**Dataset items:**
········

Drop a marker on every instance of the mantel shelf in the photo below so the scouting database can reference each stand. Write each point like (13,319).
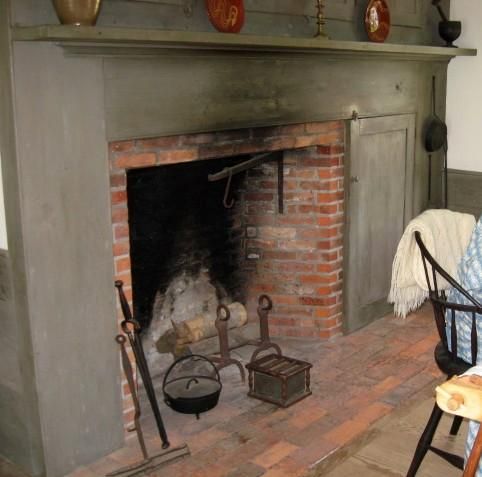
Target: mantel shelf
(99,40)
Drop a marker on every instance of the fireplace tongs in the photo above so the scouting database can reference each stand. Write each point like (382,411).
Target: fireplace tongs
(229,172)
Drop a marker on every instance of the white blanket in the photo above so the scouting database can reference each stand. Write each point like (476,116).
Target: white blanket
(446,235)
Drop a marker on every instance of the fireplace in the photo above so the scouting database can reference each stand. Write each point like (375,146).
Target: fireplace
(294,254)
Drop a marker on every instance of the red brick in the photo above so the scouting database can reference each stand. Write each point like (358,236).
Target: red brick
(121,146)
(263,288)
(233,135)
(325,126)
(318,301)
(321,233)
(294,267)
(281,143)
(373,412)
(132,161)
(118,180)
(329,267)
(295,220)
(121,231)
(285,300)
(320,185)
(279,255)
(121,248)
(330,244)
(277,232)
(216,150)
(291,129)
(324,198)
(333,278)
(122,264)
(331,149)
(331,220)
(259,196)
(202,138)
(329,311)
(329,256)
(297,245)
(119,215)
(330,172)
(261,243)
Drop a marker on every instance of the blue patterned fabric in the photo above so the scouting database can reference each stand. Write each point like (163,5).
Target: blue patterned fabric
(470,277)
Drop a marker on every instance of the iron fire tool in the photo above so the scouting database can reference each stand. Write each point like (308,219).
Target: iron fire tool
(265,304)
(147,463)
(131,328)
(225,359)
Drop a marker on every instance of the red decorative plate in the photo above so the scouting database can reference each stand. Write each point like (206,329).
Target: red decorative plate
(226,15)
(377,20)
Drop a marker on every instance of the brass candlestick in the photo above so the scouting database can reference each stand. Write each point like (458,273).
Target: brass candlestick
(320,20)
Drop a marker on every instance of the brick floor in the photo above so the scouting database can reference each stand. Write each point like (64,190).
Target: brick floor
(356,380)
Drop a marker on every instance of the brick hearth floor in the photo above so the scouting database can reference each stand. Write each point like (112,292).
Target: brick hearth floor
(356,380)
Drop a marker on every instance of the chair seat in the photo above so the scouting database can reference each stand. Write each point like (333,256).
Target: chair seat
(447,364)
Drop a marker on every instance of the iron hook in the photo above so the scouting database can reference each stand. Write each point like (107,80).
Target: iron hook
(226,192)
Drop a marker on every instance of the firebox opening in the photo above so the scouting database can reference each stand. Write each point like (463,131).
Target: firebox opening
(180,230)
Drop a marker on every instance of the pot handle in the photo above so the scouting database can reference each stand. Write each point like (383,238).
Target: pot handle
(185,358)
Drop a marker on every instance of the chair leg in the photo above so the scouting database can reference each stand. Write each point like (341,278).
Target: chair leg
(425,440)
(456,423)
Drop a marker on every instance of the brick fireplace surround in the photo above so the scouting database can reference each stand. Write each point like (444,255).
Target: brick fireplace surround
(300,252)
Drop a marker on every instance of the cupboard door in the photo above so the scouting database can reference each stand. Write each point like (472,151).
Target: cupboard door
(379,201)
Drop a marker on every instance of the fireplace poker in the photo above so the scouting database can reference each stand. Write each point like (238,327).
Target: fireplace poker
(225,359)
(265,304)
(126,365)
(131,328)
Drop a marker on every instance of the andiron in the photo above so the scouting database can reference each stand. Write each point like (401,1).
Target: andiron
(265,304)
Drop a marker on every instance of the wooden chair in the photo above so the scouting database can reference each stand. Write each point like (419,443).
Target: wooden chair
(446,359)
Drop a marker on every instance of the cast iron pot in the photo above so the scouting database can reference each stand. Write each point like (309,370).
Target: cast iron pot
(191,394)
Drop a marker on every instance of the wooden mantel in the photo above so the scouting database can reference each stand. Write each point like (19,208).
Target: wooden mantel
(98,40)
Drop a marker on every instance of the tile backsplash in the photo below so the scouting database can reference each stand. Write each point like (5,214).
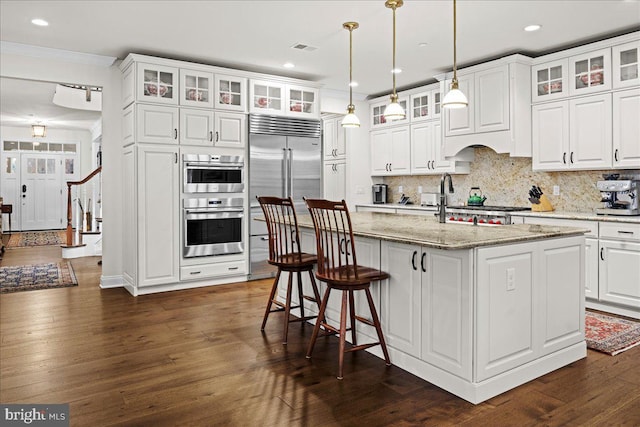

········

**What to produce:**
Format the entire listing above as a JSON list of strings with one string per line, skipping blank lines. Leave the pictures out.

**Written solution:**
[
  "Drop a marker on every instance of the mantel shelf in the photo below so the scouting database can reference each stand. Write each point like (13,319).",
  "Target: mantel shelf",
  "(99,40)",
  "Drop a marker on every instance of the fireplace tongs in the photo above so the scouting database can reference each stand. Write each point like (382,411).",
  "Target: fireplace tongs",
  "(229,172)",
  "Drop a marker on every instance of the white blanket in the photo above so the scouting database can reference each stand. Write each point like (476,116).",
  "Target: white blanket",
  "(446,235)",
  "Drop a marker on every instance of the fireplace in the photo above so the scouting database can reference each stand. Write each point like (375,146).",
  "Target: fireplace",
  "(294,254)",
  "Drop a marker on every instance of the red brick in the photo above so the scouting database can reference each stand. Write each point like (358,236).",
  "Target: red brick",
  "(121,146)",
  "(263,288)",
  "(233,135)",
  "(325,126)",
  "(318,301)",
  "(321,233)",
  "(294,267)",
  "(281,143)",
  "(373,412)",
  "(132,161)",
  "(118,180)",
  "(329,267)",
  "(295,220)",
  "(121,231)",
  "(285,300)",
  "(320,185)",
  "(279,255)",
  "(121,248)",
  "(330,244)",
  "(277,232)",
  "(216,150)",
  "(291,129)",
  "(324,198)",
  "(333,278)",
  "(122,264)",
  "(331,149)",
  "(331,220)",
  "(259,196)",
  "(202,138)",
  "(329,311)",
  "(329,256)",
  "(297,245)",
  "(119,215)",
  "(330,172)",
  "(261,243)",
  "Drop a marker on every instance of the blue patterned fabric in the photo above so the scouting database can reference each stand. Write each point like (163,5).",
  "Target: blue patterned fabric",
  "(470,277)",
  "Drop a marker on every instance of the iron fire tool in the photo above so the scouting database can reference each stand. Write each point like (308,219).",
  "Target: iron fire tool",
  "(265,304)",
  "(147,463)",
  "(131,328)",
  "(225,359)",
  "Drop a marker on every instance of the red decorative plate in the photo above so the scouting database can reference each stand. Write each point like (206,329).",
  "Target: red decorative plate",
  "(226,15)",
  "(377,20)",
  "Drop a marker on every instance of the brass candlestick in the photo above so the scouting database can reference each stand. Write each point like (458,273).",
  "Target: brass candlestick",
  "(320,20)",
  "Drop a marker on every instance of the brick floor in the photo above so the scouting database can reference each stand. Write each point like (64,190).",
  "Target: brick floor",
  "(356,380)",
  "Drop a marker on every instance of the brick hearth floor in the photo above so the scouting database can reference each stand. Write each point like (112,292).",
  "Target: brick hearth floor",
  "(356,380)",
  "Drop a marker on every instance of the chair seat in the photo above so the scouting database can reference each stand. Write each point like (333,256).",
  "Target: chair seat",
  "(447,364)",
  "Drop a marker on every instance of the iron hook in the photo above so the scouting database can reference each stand. Write each point like (107,80).",
  "Target: iron hook",
  "(226,192)",
  "Drop a marker on every instance of the firebox opening in the photo above so the scouting database can reference each stand. Write each point like (463,131).",
  "Target: firebox opening",
  "(180,230)",
  "Drop a marker on every instance of the pot handle in the photo above so the scouting database can reference each stand. Write each point like (383,238).",
  "Target: pot handle",
  "(185,358)",
  "Drop a marker on every instance of the chair leg in the photo above so the scouting database can reference each stand. Write each point like (341,278).",
  "Target: chair leg",
  "(425,440)",
  "(456,423)",
  "Drop a marker on every instance of the brick fireplace surround in the photo above so the scouting database can reference each stand. Write each point like (444,255).",
  "Target: brick fireplace surround",
  "(300,252)",
  "Drop a marker on every instance of the cupboard door in the photo above so the scouting database can reference each stand. Write each point like (472,151).",
  "Target: cupboard door",
  "(379,201)",
  "Drop a marker on every instance of the fireplace poker in the photo above so the scouting database can reference each stand. Write each point like (238,327).",
  "Target: fireplace poker",
  "(225,359)",
  "(265,304)",
  "(126,365)",
  "(131,328)",
  "Drop a marker on every instance of the andiron in the photo above so the scouting database can reference each stand. Write each point like (401,1).",
  "Target: andiron",
  "(265,304)",
  "Drop a marker on every instance of the wooden chair in the photo above so the scouting database can reference each stand. Write each point like (419,443).",
  "Target: wooden chair",
  "(446,359)",
  "Drop a marker on every instance of the cast iron pot in the photo above so the scouting database can reference each stand. Write each point like (309,370).",
  "Target: cast iron pot",
  "(191,394)",
  "Drop a marker on every instance of the wooden mantel in the photo above so the scouting database can reference each stand. Write each point like (19,208).",
  "Target: wooden mantel",
  "(98,40)",
  "Drop a marker on every instance of the tile backsplash in the photo below so the scouting database can reference each stand. Write each point like (5,214)."
]